DOCUMENT TEXT:
★ ★ ★ ★ ★ ★ ★

You're hitting a Parquet logical type your Glue/Spark preview can’t parse:

Illegal Parquet type: INT64 (TIMESTAMP(NANOS,false))

Spark (including Glue 4/5) understands Parquet timestamps in millis or micros, not nanos. Your files were written with nanosecond precision, so Glue’s data preview (which uses Spark under the hood) aborts while inferring the schema.

What this means

The parquet footer says some column(s) are TIMESTAMP(NANOS, …).

Spark can’t convert that to a Spark SQL type → schema inference fails → preview fails.

Any Spark read of those objects will fail until you rewrite (or avoid) the nano timestamps.

Can you please assist with this issue? I believe most people who wish to extract the data will want to perform some ETL on it, and spark is widely used tool, so having compatibility on that front is expected.

dast-draftwise avatar Sep 26 '25 12:09 dast-draftwise

@dast-draftwise Please use the LangChain Forum for LangSmith platform issues (vs. client SDKs). You’ll get faster support from our customer support and engineering teams there. I’ve forwarded your bulk-export issue to the responsible team.

★ ★ ★ ★ ★ ★ ★

INPUT DATA:
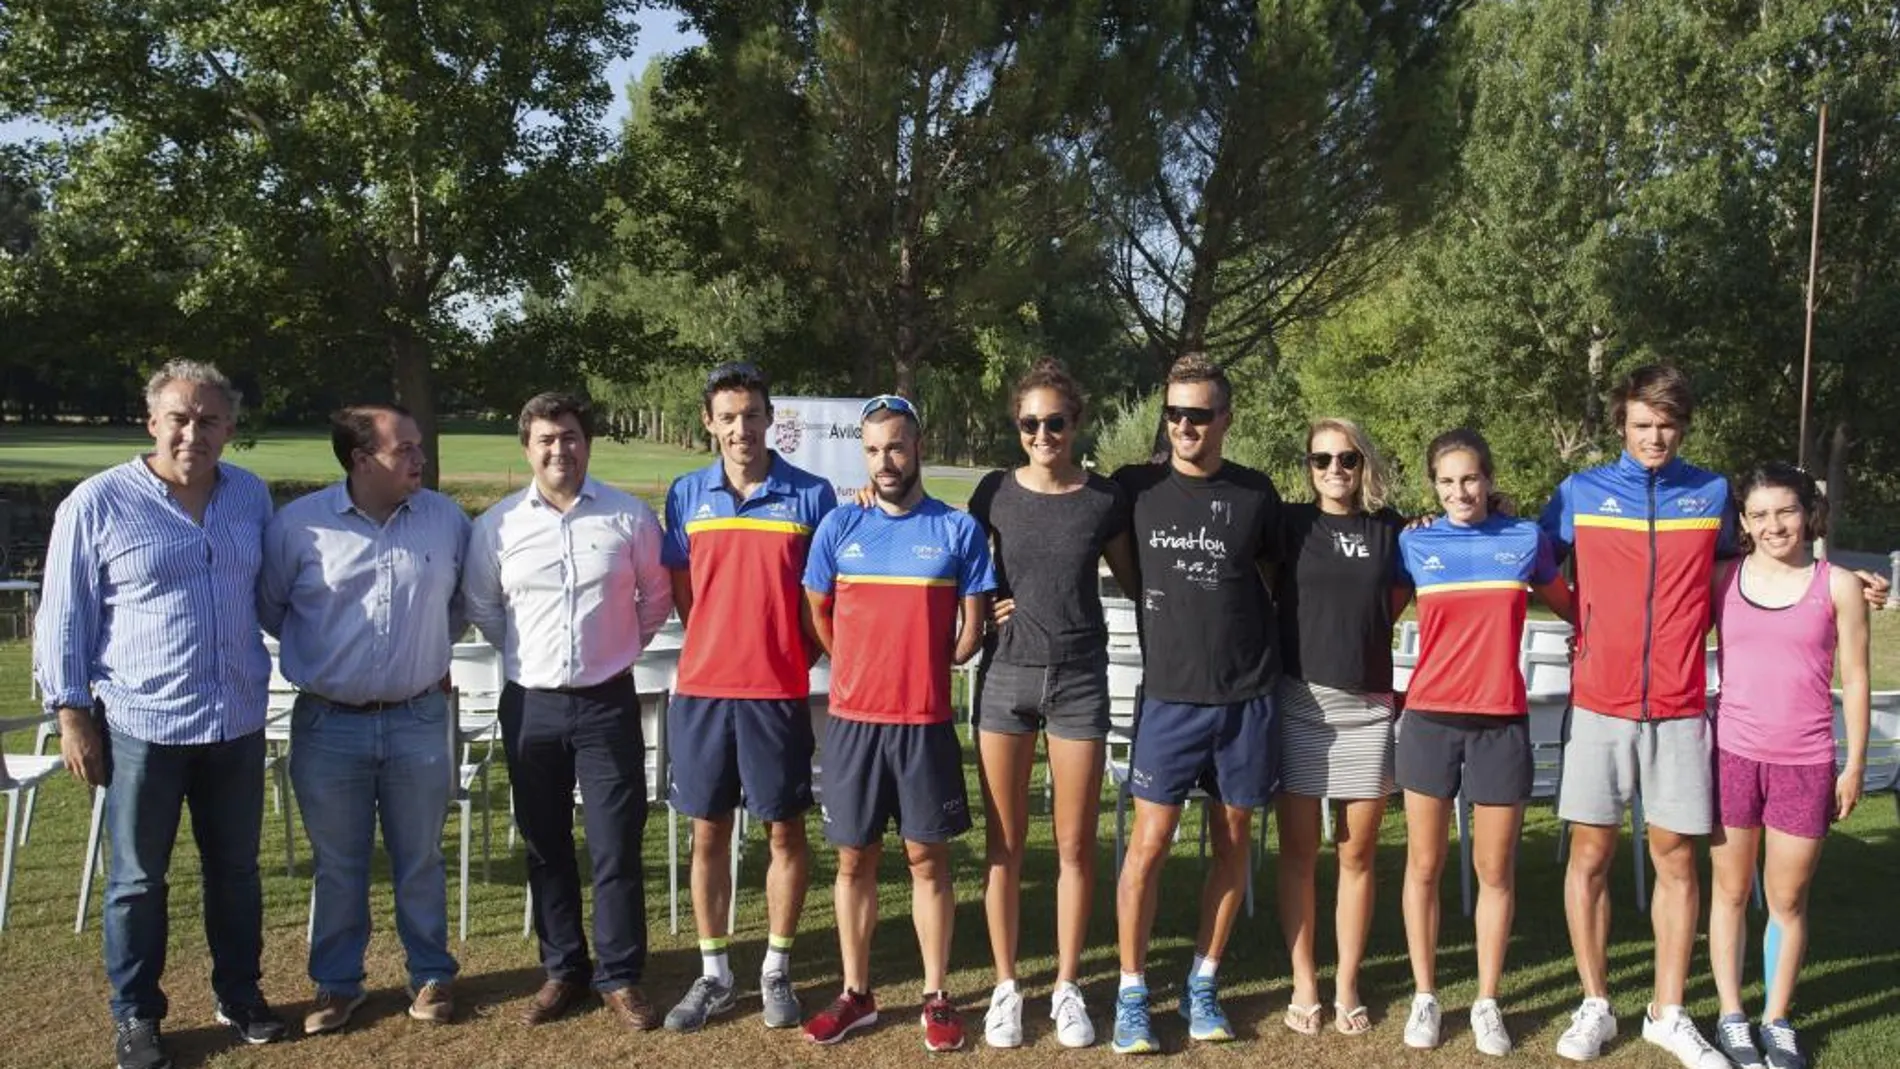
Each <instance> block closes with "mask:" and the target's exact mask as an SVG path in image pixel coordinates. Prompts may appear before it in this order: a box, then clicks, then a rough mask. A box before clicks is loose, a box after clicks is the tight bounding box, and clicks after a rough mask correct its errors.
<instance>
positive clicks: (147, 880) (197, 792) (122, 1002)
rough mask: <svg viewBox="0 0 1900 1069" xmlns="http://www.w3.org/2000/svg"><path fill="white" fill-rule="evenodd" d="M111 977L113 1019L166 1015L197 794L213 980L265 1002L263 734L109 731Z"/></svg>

★ ★ ★ ★ ★ ★ ★

APPLY WHAT YOU READ:
(1) In the forum thread about Parquet timestamps, which timestamp precisions does Spark understand?
(2) Reproduce the part of the Parquet timestamp thread between "Illegal Parquet type: INT64" and "inferring the schema.", inclusive.

TASK RESPONSES:
(1) Millis or micros, not nanos.

(2)
Illegal Parquet type: INT64 (TIMESTAMP(NANOS,false))

Spark (including Glue 4/5) understands Parquet timestamps in millis or micros, not nanos. Your files were written with nanosecond precision, so Glue’s data preview (which uses Spark under the hood) aborts while inferring the schema.